***** Text *****

# Oat Hay?



## capriola-nd (Jul 6, 2008)

Do goaties like oat hay?? We've never tried it and the gal at the local feed store said that goats don't like it so much, but I don't think she owns goats. . . . anyone here feed oat hay to goats? Also, (while on the subject of hay) what type of hay do you feed? Grass, oat, rye, clover, orchard??? I'm sure there's more but that's what came up first.  Just curious what everyone feeds for hay. . . .


----------



## Muddy Creek Farm (Oct 5, 2007)

I like seem to always get orchard/.... hay. My goats LOVED Oat/Orchard. I am currently feeding an Orchard/.../Alfalfa. But I bought several hundred bales of Orchard/Alfalfa which my goats love.


----------



## goathappy (Oct 5, 2007)

As long as its oat hay that is not that mature, as in the heads were not on yet when it was baled then they should like it. Oat hay is a very good women's remedy. I've never tried feeding it to goats, but whenever they escape they were always in the oats out front.

***** Records provided *****

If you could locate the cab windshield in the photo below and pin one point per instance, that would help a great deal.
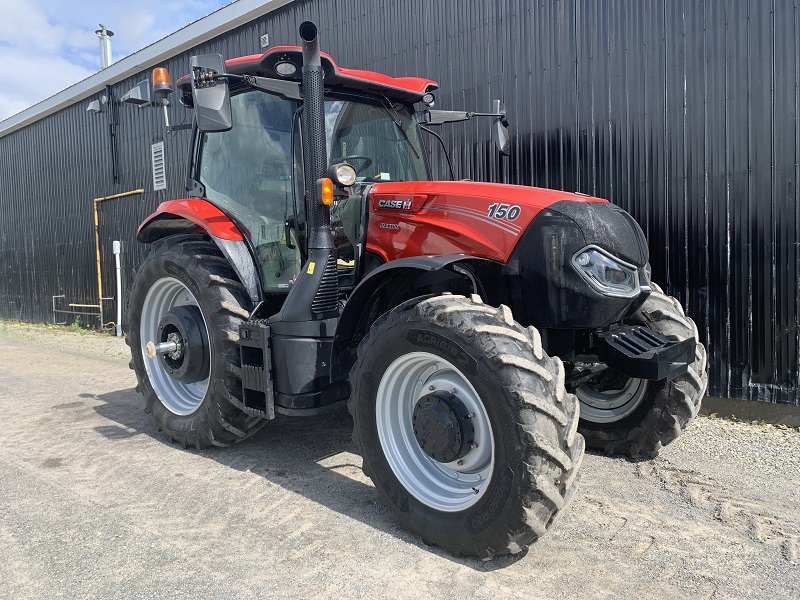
(247, 171)
(379, 140)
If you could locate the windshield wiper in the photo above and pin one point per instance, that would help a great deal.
(396, 120)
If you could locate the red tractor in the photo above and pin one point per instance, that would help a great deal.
(477, 332)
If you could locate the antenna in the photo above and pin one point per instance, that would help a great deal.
(105, 45)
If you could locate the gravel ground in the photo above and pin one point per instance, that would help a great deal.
(95, 503)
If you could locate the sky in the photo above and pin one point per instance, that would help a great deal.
(48, 45)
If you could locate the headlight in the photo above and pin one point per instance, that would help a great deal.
(606, 273)
(342, 173)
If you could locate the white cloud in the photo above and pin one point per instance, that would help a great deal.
(48, 45)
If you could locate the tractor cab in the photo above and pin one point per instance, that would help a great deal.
(253, 170)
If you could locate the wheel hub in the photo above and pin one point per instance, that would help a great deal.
(442, 425)
(184, 327)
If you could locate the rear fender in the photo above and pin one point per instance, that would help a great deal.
(194, 215)
(392, 284)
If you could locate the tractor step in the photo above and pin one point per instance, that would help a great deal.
(254, 347)
(640, 352)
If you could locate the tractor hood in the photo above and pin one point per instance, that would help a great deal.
(485, 220)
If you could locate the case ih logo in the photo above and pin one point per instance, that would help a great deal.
(397, 204)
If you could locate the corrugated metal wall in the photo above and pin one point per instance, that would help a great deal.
(684, 113)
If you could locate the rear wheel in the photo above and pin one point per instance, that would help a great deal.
(624, 415)
(464, 425)
(186, 296)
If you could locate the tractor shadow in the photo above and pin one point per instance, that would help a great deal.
(288, 452)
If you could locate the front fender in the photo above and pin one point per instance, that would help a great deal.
(364, 305)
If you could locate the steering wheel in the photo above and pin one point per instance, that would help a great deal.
(366, 160)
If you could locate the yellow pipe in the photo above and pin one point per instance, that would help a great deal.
(97, 246)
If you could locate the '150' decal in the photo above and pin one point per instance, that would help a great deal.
(504, 211)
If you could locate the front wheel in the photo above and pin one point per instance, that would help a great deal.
(186, 296)
(464, 425)
(623, 415)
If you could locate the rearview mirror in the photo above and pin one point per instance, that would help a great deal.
(500, 128)
(212, 98)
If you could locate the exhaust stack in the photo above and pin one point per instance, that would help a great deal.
(315, 295)
(315, 158)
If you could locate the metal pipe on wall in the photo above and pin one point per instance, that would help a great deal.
(117, 249)
(97, 253)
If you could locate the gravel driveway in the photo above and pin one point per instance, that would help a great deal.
(95, 503)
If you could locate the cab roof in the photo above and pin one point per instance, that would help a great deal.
(409, 89)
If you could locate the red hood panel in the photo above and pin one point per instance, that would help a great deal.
(485, 220)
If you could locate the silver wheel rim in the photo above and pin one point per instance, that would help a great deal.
(177, 397)
(448, 487)
(610, 405)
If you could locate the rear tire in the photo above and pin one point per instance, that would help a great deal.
(190, 271)
(642, 416)
(500, 494)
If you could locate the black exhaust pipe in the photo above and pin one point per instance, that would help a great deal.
(315, 295)
(314, 153)
(302, 332)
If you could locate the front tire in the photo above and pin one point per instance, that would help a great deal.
(636, 416)
(188, 277)
(464, 425)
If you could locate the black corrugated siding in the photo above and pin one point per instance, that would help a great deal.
(684, 113)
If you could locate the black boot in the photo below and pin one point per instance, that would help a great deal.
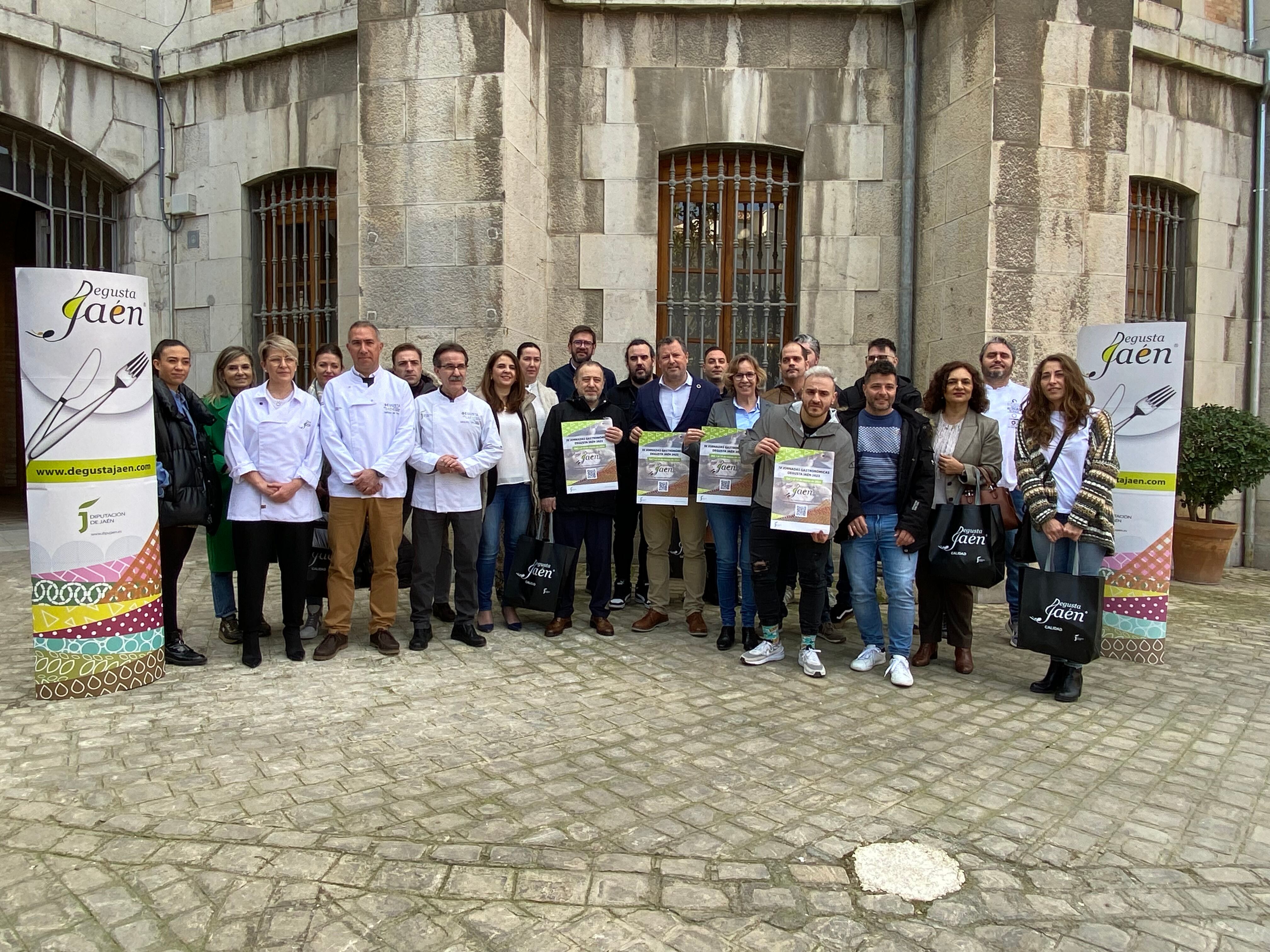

*****

### [Set task 1]
In the oat hay thread, what did the woman at the local feed store say about goats and oat hay?
### [Set task 2]
Repeat the part of the oat hay thread starting at "## capriola-nd (Jul" and ending at "for hay. . . .".
The material plays no part in what follows.

### [Written response 1]
She said goats don't like it so much.

### [Written response 2]
## capriola-nd (Jul 6, 2008)

Do goaties like oat hay?? We've never tried it and the gal at the local feed store said that goats don't like it so much, but I don't think she owns goats. . . . anyone here feed oat hay to goats? Also, (while on the subject of hay) what type of hay do you feed? Grass, oat, rye, clover, orchard??? I'm sure there's more but that's what came up first.  Just curious what everyone feeds for hay. . . .